İnsan, Güven, Güvensizlik ve Yaşam

Cemal Zöngür kullanıcısının resmi
İnsan için güven; yalnızca fiziki değil psikolojik, kültürel açıdan en temel sosyal araçtır. Güvensizliğin hâkim olduğu toplum ve devletlerde; ahlak, namus, inanç, din, siyasi ilke, insani değer ve kişilerin samimiyetinden asla bahsedilemez.

Asırlardır güvensizliğin tamamen dibe vurduğu toplumlarsa din, ırk kutsallığına sarılıp, namusu kadın şahsında gören teokratik anlayışlardır. Bu toplumlar olaylar karşısında profesyonel timsah gözyaşı dökerken, samimi olanlara taş çıkartırlar. Diğer modern timsah gözyaşıysa, Avrupa ve Amerika’nın, Rusya ile Ukrayna’yı savaştırıp, Ukraynalılara döktükleri gözyaşları, insanlık kırıntısını da yok etmiştir. Timsah gözyaşı politikası dünya toplumlarına o kadar derinlemesine nüfuz etti ki iki kardeş, akraba, aynı siyasi ve kültürden olanlarda dahi duygu, dostluk, güven bırakmadı. Ve böylece hiçbirimizde insani değerin kalmadığı derin bir çürümüşlüğü yaşıyoruz. Tek geçerli akçe, küçük ya da büyük maddi çıkar ve lüks olmuştur.
 
Güven: Önce kişinin kendi bireysel bilgi, kültür, maddi ve sosyal çevresiyle oluşmaya başlar. Daha sonra bu bireysel güven düşüncesi lokal bütünlük sağlarken, bölgesel ve ulusal güvenin oluşmasında önemli işleve sahiptir. Bireylerin kültürlerine paralel şekillenen devlet yönetimleri ise, üst akıl olarak devreye girip, bu güveni daha mantıklı ya da mantıksız uygulayan güçtür. Güven ve güvensizlikte hem bireyler hem de devlet yönetimleri suçludur. Yalnızca bir tarafı suçlamak, kimseyi hiçbir zaman doğru sonuca götürmemiştir.

:: İstenen görev ::
Güven üzerine olan metindeki "Güven: Önce kişinin" sözleriyle başlayan paragrafı, ana bilgilerini koruyarak madde listesi hâlinde yeniden yazınız. Yanıtlarınızda yalnızca metni esas alınız.

:: Sağlanan kayıtlar ::

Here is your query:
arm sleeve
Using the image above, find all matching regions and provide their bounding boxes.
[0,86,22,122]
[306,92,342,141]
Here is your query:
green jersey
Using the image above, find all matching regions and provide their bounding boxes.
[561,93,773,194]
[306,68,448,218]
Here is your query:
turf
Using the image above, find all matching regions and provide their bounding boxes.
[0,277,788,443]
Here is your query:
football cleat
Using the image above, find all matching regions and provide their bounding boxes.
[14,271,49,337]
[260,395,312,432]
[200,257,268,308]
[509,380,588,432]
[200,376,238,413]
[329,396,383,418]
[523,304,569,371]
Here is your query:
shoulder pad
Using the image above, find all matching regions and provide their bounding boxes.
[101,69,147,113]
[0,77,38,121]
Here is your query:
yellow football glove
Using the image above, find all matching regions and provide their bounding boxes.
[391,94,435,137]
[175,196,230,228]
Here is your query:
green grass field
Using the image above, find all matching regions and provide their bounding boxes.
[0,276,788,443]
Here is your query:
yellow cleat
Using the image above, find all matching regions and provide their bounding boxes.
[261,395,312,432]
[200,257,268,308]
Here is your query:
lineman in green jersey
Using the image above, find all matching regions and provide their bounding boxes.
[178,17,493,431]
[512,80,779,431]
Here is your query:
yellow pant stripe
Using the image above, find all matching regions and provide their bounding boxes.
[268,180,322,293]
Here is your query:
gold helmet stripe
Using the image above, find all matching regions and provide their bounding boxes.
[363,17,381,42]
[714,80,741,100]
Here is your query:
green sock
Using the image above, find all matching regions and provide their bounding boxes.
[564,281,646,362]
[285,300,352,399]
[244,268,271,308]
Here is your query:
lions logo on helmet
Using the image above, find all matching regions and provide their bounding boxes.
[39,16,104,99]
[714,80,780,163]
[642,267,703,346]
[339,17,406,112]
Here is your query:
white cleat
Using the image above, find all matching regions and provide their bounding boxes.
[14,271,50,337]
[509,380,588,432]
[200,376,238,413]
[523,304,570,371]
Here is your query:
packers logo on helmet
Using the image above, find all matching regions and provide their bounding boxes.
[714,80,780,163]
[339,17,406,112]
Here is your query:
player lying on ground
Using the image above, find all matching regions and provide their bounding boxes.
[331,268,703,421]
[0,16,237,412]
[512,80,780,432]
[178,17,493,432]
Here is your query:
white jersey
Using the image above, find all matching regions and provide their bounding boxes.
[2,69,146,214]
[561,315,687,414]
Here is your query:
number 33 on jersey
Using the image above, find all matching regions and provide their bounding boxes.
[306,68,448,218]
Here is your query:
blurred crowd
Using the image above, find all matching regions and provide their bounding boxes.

:: Tam yanıt ::
- Güven, önce kişinin bireysel bilgisi, kültürü, maddi ve sosyal çevresiyle oluşmaya başlar.
- Bu bireysel güven, lokal bütünlük sağlar ve bölgesel ile ulusal güvenin oluşmasında önemli bir işlev görür.
- Bireylerin kültürlerine paralel şekillenen devlet yönetimleri, üst akıl olarak devreye girer ve bu güveni daha mantıklı ya da mantıksız biçimde uygular.
- Güven ve güvensizlikte hem bireyler hem de devlet yönetimleri suçludur.
- Yalnızca bir tarafı suçlamak, kimseyi hiçbir zaman doğru sonuca götürmemiştir.